─── Material to process
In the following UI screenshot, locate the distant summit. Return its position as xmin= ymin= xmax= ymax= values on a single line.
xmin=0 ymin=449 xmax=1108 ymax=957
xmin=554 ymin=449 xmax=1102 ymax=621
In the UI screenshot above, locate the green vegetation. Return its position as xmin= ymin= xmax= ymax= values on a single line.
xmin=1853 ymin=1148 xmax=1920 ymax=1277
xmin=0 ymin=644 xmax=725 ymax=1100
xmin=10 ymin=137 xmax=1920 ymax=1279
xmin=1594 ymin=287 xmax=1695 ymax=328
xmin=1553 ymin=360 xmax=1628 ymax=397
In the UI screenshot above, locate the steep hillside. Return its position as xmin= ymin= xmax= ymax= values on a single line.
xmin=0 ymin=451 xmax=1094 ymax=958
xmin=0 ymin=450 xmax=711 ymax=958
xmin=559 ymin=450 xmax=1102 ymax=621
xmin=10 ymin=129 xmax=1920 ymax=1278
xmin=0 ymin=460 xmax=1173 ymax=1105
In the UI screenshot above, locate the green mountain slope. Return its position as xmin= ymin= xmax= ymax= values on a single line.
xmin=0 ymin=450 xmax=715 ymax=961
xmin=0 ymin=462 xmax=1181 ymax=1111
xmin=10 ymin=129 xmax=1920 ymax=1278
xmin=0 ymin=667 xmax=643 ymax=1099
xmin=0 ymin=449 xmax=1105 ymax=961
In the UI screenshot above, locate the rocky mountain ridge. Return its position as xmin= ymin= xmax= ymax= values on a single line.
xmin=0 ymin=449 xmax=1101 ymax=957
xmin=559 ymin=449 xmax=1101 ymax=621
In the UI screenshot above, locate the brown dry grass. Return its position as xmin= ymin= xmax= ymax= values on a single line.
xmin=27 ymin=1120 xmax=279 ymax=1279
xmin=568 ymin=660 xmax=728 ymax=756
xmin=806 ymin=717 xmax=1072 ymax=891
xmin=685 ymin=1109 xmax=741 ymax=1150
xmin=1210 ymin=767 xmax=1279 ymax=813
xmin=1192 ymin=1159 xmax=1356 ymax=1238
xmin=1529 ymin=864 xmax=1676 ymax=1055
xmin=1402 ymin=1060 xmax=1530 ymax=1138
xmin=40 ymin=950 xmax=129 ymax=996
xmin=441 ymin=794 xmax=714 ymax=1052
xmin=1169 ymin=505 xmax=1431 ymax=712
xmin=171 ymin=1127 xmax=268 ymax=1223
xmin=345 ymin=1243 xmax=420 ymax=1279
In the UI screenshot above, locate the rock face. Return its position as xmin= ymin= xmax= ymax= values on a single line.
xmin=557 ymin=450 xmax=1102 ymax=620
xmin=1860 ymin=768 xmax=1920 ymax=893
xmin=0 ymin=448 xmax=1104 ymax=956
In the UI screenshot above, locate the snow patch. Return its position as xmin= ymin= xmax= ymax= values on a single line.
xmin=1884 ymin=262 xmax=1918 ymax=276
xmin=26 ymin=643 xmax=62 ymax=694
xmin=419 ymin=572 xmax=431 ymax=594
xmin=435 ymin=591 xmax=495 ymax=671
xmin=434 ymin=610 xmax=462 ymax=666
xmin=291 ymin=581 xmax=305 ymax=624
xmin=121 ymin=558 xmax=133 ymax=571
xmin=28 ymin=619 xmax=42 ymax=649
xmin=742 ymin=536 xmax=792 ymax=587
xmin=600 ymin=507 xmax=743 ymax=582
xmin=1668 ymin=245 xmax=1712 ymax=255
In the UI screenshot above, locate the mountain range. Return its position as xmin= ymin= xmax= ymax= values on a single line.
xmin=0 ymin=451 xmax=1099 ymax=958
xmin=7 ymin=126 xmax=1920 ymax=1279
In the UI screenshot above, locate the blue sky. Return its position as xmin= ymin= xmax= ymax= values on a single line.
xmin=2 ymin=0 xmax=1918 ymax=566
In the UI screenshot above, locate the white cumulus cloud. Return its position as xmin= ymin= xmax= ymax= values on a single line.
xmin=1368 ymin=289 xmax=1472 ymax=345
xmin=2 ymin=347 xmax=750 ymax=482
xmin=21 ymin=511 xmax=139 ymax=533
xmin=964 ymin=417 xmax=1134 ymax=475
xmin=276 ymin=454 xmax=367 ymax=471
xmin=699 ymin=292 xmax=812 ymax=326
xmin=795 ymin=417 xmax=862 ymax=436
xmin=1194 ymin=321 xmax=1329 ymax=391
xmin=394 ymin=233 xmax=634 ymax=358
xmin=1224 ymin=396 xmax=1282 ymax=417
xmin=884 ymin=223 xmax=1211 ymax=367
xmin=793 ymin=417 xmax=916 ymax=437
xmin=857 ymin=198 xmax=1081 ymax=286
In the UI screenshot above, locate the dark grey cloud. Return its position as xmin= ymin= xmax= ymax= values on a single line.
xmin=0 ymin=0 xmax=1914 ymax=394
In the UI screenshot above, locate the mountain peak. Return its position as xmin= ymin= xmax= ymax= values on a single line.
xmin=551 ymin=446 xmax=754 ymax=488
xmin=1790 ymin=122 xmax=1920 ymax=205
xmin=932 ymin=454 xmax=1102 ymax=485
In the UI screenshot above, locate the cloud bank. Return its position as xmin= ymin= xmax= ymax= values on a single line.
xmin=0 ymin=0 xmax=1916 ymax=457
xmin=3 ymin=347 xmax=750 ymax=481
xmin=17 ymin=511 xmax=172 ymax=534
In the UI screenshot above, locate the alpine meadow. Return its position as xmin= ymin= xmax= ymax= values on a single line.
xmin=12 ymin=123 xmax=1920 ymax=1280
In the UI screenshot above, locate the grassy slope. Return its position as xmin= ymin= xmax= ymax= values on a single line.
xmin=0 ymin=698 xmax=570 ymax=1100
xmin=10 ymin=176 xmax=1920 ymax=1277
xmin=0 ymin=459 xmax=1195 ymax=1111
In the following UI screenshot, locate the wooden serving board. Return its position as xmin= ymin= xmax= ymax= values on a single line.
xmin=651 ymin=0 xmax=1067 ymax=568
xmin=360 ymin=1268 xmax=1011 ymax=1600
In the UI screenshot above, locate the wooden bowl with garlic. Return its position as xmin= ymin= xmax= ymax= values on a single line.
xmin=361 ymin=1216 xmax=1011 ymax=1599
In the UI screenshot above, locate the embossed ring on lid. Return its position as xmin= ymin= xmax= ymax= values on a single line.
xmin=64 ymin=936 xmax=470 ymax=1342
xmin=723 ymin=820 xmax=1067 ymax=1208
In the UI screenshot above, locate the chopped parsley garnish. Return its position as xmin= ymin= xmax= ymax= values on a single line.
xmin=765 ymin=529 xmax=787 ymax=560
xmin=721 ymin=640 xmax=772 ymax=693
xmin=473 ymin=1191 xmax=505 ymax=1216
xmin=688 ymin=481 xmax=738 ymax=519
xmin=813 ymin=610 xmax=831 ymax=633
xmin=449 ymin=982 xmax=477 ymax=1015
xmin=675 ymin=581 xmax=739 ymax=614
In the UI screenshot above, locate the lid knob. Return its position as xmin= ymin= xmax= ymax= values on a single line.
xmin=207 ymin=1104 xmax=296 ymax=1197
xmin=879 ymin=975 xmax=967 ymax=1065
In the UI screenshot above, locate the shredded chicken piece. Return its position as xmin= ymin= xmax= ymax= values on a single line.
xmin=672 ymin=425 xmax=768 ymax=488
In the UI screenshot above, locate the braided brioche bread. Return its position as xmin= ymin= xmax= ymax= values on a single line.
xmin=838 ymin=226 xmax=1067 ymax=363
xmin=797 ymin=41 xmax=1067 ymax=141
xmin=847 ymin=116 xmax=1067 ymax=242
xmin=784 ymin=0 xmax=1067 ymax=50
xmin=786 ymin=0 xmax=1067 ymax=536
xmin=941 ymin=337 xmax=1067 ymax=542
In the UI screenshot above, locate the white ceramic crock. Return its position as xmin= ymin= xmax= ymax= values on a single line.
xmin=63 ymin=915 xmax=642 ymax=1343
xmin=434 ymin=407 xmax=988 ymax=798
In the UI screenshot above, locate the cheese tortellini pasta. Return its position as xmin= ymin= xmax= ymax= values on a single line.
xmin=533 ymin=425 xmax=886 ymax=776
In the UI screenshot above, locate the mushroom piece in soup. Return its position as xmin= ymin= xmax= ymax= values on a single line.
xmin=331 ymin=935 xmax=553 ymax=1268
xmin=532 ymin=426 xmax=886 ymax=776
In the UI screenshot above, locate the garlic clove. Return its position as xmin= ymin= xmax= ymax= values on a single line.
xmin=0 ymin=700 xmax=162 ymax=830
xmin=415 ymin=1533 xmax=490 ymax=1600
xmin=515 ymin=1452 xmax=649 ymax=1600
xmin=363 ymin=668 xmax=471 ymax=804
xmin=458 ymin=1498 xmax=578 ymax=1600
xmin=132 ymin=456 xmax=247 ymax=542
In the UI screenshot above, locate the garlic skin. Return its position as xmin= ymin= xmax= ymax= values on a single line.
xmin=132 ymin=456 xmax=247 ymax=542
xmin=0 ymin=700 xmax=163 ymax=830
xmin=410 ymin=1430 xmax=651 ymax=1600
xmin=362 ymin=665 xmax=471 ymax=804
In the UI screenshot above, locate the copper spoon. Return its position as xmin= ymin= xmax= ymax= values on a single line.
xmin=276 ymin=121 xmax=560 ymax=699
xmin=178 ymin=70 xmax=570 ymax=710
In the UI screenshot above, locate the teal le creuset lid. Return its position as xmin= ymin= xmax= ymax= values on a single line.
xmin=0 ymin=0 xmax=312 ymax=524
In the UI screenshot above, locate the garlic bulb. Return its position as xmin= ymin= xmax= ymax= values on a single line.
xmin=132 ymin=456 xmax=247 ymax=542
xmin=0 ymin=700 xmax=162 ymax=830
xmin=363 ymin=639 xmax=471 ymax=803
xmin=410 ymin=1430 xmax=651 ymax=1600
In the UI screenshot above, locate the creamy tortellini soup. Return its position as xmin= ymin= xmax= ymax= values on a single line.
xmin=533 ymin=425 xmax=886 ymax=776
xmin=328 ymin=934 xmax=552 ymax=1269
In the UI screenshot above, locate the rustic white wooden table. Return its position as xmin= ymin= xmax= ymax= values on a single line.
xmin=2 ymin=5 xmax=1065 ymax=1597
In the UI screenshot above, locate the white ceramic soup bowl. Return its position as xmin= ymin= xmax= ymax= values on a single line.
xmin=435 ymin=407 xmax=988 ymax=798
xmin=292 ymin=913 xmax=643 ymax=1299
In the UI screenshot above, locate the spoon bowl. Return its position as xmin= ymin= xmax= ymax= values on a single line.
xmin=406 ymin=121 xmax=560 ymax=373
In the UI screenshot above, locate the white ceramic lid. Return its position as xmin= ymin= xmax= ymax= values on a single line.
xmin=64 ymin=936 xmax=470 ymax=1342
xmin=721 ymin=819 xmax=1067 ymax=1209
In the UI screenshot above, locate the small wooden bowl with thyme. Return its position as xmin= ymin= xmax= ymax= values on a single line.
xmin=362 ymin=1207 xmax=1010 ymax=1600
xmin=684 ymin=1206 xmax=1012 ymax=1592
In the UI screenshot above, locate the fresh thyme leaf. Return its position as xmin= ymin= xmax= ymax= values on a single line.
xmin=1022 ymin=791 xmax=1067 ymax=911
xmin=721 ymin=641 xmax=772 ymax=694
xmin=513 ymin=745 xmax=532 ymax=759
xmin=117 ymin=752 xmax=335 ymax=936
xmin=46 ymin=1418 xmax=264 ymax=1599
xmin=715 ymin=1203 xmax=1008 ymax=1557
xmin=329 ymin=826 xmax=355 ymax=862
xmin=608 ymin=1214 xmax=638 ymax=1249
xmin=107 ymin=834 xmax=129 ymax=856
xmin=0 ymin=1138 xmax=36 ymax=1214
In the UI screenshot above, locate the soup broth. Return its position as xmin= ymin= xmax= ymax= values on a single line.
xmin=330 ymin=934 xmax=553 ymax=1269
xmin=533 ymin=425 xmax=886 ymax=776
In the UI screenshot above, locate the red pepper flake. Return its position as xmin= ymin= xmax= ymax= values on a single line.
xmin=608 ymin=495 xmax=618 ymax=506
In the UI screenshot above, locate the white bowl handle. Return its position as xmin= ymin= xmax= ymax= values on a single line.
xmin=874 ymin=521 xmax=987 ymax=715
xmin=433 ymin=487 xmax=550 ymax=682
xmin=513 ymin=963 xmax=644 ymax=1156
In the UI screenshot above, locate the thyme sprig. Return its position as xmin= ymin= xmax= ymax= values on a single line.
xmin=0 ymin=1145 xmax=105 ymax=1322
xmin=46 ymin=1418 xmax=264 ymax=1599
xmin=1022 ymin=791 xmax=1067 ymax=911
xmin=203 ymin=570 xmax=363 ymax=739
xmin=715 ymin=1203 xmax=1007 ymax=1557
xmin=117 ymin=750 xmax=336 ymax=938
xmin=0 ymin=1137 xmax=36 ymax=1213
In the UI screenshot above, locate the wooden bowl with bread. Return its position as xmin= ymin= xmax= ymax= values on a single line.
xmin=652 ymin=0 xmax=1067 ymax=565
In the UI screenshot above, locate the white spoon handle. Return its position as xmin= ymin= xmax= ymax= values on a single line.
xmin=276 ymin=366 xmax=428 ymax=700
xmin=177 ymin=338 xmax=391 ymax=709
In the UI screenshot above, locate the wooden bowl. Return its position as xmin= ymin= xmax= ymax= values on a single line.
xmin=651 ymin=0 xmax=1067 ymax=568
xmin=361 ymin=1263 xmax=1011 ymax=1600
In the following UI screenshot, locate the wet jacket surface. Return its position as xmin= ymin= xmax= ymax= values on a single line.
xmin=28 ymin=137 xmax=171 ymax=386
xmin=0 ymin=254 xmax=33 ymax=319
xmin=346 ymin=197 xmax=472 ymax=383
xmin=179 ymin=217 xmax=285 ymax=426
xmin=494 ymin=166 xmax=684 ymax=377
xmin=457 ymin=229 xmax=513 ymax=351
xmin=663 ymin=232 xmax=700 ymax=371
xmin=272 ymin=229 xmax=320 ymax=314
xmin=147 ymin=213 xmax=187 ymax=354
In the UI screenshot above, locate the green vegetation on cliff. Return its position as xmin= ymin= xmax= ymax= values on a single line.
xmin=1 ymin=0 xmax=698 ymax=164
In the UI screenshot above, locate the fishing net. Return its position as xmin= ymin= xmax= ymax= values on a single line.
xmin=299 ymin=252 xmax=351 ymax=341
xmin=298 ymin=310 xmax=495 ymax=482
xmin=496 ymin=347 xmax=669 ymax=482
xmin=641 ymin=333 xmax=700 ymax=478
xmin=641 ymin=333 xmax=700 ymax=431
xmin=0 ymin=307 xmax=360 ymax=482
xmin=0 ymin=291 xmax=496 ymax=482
──────
[Problem] Copy out the line holding "In the UI screenshot above, locate the green vegetation on". Then copy every later line of the data, unchanged, through the last one.

[Answer section]
In the UI screenshot above, locate the green vegetation on cliff. Return its position as xmin= ymin= xmax= ymax= values on a single line.
xmin=1 ymin=0 xmax=698 ymax=164
In the UI screenshot above, locate the fishing net. Return its position as xmin= ymin= xmax= ymax= values on a single line.
xmin=299 ymin=252 xmax=351 ymax=341
xmin=298 ymin=310 xmax=495 ymax=482
xmin=496 ymin=347 xmax=669 ymax=482
xmin=641 ymin=333 xmax=700 ymax=478
xmin=641 ymin=333 xmax=700 ymax=431
xmin=0 ymin=307 xmax=360 ymax=482
xmin=0 ymin=291 xmax=496 ymax=482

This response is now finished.